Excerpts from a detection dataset
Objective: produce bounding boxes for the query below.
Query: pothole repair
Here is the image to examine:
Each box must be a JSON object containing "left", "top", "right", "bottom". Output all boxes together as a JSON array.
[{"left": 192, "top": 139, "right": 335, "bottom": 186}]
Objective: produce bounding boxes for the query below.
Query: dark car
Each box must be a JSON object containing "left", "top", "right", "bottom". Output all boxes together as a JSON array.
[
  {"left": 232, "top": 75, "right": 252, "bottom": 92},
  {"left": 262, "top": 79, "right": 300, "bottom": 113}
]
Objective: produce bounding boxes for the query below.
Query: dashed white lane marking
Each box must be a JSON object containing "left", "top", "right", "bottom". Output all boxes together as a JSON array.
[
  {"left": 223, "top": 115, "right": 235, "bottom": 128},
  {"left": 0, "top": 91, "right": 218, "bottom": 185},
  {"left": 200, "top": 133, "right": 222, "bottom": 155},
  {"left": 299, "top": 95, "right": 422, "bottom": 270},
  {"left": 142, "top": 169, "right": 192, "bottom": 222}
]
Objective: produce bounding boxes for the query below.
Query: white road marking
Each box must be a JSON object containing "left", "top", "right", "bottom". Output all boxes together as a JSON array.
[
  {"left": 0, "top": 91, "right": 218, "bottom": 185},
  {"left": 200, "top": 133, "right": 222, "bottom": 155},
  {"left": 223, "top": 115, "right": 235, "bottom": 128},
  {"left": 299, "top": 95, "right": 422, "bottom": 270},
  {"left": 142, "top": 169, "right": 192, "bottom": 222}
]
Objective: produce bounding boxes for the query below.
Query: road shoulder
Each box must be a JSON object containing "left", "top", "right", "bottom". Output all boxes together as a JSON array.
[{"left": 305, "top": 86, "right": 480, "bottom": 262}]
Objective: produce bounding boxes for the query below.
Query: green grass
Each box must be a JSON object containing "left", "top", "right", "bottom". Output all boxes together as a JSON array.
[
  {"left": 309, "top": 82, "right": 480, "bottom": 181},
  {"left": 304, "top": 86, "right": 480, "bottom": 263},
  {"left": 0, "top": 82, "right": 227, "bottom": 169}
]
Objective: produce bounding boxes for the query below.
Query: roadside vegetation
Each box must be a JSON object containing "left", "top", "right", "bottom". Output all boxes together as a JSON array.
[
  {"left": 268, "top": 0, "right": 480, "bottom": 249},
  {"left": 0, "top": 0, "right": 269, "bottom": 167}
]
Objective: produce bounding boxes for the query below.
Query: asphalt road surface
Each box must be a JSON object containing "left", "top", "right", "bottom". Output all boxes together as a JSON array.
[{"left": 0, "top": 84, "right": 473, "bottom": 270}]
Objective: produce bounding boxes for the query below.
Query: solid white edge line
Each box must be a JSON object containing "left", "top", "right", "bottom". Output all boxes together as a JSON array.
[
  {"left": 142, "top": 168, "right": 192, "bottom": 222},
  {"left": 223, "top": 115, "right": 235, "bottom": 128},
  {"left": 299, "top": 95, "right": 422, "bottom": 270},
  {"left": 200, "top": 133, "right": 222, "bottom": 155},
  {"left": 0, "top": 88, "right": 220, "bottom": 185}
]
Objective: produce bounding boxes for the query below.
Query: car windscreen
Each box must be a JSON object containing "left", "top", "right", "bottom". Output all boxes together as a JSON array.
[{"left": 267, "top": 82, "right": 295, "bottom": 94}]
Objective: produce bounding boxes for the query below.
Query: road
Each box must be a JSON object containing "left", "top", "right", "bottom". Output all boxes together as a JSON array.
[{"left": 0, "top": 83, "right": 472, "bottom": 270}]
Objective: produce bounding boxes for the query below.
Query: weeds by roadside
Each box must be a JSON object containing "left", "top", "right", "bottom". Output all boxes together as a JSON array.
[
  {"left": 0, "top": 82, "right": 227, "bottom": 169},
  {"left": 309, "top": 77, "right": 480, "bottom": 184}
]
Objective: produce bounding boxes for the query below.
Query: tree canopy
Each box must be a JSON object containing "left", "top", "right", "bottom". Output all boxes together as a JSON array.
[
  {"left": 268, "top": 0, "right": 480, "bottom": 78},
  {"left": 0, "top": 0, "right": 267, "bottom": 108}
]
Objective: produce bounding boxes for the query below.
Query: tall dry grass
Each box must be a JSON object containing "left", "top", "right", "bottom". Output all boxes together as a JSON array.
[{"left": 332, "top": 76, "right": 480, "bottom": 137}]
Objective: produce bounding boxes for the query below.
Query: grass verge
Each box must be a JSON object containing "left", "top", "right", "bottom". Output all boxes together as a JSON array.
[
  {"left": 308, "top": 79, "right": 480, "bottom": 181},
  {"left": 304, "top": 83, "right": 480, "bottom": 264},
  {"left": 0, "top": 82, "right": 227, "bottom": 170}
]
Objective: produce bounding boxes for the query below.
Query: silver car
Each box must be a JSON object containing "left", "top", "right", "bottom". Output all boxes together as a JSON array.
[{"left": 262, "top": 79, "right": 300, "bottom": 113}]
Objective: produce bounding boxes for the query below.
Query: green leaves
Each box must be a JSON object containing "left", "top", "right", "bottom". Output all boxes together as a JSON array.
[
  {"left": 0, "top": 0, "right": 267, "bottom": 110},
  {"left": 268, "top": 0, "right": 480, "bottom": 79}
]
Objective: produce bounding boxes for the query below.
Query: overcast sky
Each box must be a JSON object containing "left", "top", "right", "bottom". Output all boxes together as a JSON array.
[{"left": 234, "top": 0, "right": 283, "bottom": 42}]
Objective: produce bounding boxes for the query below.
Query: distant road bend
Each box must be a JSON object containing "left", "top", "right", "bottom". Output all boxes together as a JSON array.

TASK INSTRUCTIONS: Return every line of the records that contains the word "marking".

EXERCISE RESULT:
Query: dashed white lane marking
Query: white road marking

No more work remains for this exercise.